- Opening Delimiter -
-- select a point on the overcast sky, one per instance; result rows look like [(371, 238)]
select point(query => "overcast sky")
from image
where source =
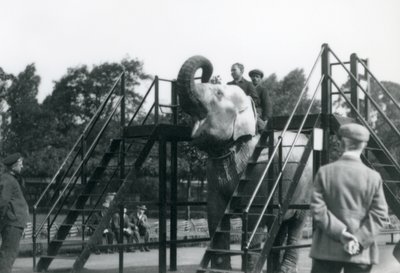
[(274, 35)]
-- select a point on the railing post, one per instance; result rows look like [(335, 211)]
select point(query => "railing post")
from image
[(326, 102), (121, 238), (368, 90), (245, 218), (174, 102), (156, 99), (34, 238), (162, 216), (353, 83), (174, 209)]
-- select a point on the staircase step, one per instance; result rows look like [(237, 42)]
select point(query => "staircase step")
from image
[(231, 252), (239, 232), (63, 257), (391, 181)]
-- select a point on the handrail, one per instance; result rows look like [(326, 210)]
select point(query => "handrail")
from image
[(88, 128), (387, 152), (378, 82), (84, 160), (367, 95), (272, 192), (284, 131)]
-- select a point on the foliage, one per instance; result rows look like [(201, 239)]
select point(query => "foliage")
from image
[(285, 93)]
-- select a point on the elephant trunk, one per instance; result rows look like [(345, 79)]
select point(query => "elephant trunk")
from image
[(189, 99)]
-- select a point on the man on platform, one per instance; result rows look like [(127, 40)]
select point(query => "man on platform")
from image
[(14, 211), (139, 220), (348, 208)]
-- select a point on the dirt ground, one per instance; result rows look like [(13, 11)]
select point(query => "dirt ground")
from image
[(188, 260)]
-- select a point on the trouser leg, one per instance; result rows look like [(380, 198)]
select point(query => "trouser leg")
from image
[(357, 268), (295, 228), (10, 237), (323, 266)]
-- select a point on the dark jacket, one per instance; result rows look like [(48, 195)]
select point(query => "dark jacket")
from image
[(14, 209), (249, 89), (347, 195)]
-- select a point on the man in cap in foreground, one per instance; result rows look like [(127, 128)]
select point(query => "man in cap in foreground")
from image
[(139, 221), (348, 208), (14, 211), (256, 76)]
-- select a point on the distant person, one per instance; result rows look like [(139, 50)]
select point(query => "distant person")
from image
[(14, 211), (139, 219), (127, 230), (348, 208), (237, 71), (256, 76), (94, 221)]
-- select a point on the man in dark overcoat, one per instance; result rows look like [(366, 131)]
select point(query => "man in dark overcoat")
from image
[(14, 211), (141, 226), (349, 208)]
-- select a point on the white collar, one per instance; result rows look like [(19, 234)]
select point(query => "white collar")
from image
[(355, 154)]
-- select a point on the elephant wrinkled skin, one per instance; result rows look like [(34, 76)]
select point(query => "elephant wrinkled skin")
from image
[(225, 128)]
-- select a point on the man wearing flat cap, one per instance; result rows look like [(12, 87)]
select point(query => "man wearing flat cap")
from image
[(139, 220), (14, 212), (348, 208), (256, 76)]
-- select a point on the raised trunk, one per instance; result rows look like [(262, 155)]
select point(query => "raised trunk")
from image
[(186, 87)]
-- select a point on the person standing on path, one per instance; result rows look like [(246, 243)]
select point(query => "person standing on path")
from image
[(14, 211), (348, 208)]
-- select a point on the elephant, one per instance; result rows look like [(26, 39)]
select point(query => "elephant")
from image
[(224, 127)]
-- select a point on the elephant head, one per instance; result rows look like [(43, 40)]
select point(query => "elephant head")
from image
[(221, 113)]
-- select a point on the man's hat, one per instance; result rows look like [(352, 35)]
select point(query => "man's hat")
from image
[(256, 72), (354, 131), (11, 159), (143, 207)]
- Closing Delimiter -
• WHAT YOU HAVE TO DO: I'd like every record transcribed exactly, with no pictures carried over.

• SOLUTION TO THE EXERCISE:
-- select a point on the overcast sky, one per instance; result rows look like [(371, 238)]
select point(query => "overcast sky")
from image
where source =
[(274, 35)]
-- select a point on the railing post, one per instance; result rows look like [(335, 211)]
select point(query => "railing post")
from image
[(326, 102), (121, 238), (368, 90), (245, 218), (174, 102), (156, 99), (34, 238), (162, 216), (353, 83), (174, 209)]
-- select a point on the staircase step, one per instance; result rows look like [(237, 42)]
select point(query => "staircase step")
from image
[(231, 252), (239, 232), (63, 257), (391, 181)]
-- select a point on the handrail, one per instance; result rows look like [(326, 210)]
select point(query => "handrail")
from image
[(88, 128), (387, 152), (378, 82), (84, 160), (367, 95), (272, 192), (284, 131)]
-- select a point on the foliage, one per instance; result rows look like [(201, 239)]
select point(query => "foliage")
from image
[(285, 93)]
-- select a point on the elephant trunk, one per instance; result rows look like [(345, 79)]
select point(query => "elephant trunk")
from image
[(189, 99)]
-- select a point on the man on platform, one per instance; result rows look like [(127, 40)]
select point(query => "man on platform")
from image
[(14, 211), (139, 220), (348, 208)]
-- select a point on the dirt ground, one per instance; result rows look like [(13, 11)]
select point(query => "dirt ground")
from image
[(188, 260)]
-- select a point on the trouser leg, one per instance; result rows look like [(380, 198)]
select point(query => "trouser leg")
from image
[(357, 268), (295, 228), (10, 237), (323, 266)]
-- select a point on the dark jacket, one per instance; result rows look like [(48, 195)]
select point(query => "dark jacket")
from image
[(14, 209), (249, 89), (347, 195)]
-- select a point on the man in cap in foreground, one per instance; result rows look like [(127, 128)]
select point(query => "man in cap in foreground")
from image
[(139, 221), (348, 208), (14, 211), (256, 76)]
-- select a point on the distant person, one per instance; result rows look like [(139, 50)]
select point(query => "distant person")
from image
[(14, 211), (139, 219), (127, 230), (348, 208), (237, 71), (256, 76), (94, 221)]
-- select a point on the man in dark overcoat, one per instance; result rows look like [(366, 131)]
select point(query => "man in dark overcoat")
from image
[(14, 211), (141, 226), (349, 208)]
-- select a point on the white collar, one per instance; result rows look like [(19, 234)]
select point(query => "white collar")
from image
[(355, 154)]
-- select a point on the elephant wrinkled skin, one per instance; result rows look like [(34, 76)]
select point(query => "elephant wrinkled skin")
from image
[(225, 128)]
-- select a point on the man wearing flat cap, one per instance; result rows look like [(12, 87)]
select point(query => "man wearing flat cap")
from image
[(139, 220), (14, 212), (348, 208), (256, 76)]
-- select a point on the raised trunk, one per instance; result rows look like [(262, 155)]
select point(query => "raised trunk")
from image
[(186, 87)]
-- select a point on the person standing on path, one per instance; result rows look like [(246, 243)]
select point(query => "person standing on path")
from image
[(14, 211), (348, 208)]
-- select a point on the elephant, one per instance; result rows look like [(26, 39)]
select point(query => "elephant")
from image
[(224, 127)]
-- select a point on the elephant head, one per instance; result rows look like [(43, 40)]
select point(query => "elephant head")
from image
[(221, 113)]
-- select a point on the man's hat, one per instance; result rows look like [(352, 35)]
select point(query => "man's hat")
from image
[(256, 72), (354, 131), (11, 159), (143, 207)]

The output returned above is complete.